**PROVIDED INFORMATION:**
**********

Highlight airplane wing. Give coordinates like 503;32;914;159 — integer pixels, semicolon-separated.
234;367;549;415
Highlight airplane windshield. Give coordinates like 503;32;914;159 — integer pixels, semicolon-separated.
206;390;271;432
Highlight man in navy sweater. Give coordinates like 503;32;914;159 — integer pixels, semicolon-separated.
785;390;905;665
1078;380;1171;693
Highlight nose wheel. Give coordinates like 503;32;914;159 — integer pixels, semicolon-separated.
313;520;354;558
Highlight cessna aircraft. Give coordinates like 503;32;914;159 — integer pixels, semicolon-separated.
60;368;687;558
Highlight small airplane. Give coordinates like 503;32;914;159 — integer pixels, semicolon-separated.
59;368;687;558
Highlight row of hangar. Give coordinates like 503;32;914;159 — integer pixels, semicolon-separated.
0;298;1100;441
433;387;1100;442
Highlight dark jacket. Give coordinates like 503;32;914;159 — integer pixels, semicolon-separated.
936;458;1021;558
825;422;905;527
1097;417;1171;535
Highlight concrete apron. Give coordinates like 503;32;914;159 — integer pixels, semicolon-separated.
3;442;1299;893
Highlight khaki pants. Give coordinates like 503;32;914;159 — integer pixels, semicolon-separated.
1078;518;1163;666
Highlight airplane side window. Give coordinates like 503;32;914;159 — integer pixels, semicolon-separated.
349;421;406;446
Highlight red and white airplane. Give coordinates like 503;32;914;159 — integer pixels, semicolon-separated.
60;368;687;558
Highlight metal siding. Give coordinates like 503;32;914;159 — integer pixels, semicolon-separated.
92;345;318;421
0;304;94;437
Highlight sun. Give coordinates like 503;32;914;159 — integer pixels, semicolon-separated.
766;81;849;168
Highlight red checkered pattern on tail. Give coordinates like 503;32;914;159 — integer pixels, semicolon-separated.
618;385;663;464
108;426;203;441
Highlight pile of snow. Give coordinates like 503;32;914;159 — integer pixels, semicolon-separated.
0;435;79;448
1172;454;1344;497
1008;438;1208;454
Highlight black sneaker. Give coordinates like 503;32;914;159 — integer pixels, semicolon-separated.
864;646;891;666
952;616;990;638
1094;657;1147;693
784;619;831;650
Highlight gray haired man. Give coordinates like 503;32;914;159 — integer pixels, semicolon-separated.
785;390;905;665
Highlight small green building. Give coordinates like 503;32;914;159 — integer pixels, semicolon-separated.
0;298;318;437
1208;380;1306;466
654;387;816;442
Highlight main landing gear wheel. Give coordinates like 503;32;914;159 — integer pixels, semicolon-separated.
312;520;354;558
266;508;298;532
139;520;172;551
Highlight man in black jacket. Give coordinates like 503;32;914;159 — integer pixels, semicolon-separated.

**********

**WHAT YOU WILL DO:** Reproduce the data starting at the line that contains "Highlight airplane windshield." and ending at the line that contains "1097;417;1171;535", changing "nose wheel" to "front wheel" and leaving everything else as is.

**THE RESULT:**
Highlight airplane windshield. Give coordinates like 503;32;914;159 — integer pixels, semicolon-separated.
206;390;271;432
Highlight man in navy sweater. Give coordinates like 503;32;914;159 — integer pixels, semicolon-separated.
785;390;905;665
1078;380;1171;693
Highlight front wheel. Give coordinates like 503;32;914;159 — integer pixels, semicolon-separated.
313;520;354;558
Highlight cessna aircraft. Give coordinates like 503;32;914;159 — integer pixels, semicolon-separated.
60;368;687;558
Highlight small airplane. Give coordinates like 503;32;914;159 — integer pixels, semicolon-separated.
59;368;687;558
Highlight row of hangar. Give coordinates like 503;32;914;159 — integer pixels, semicolon-separated.
0;298;1100;441
433;387;1100;442
Highlight dark jacket. Give coordinates like 503;32;914;159 — integer pixels, semicolon-separated.
936;458;1021;558
825;422;905;527
1097;417;1171;535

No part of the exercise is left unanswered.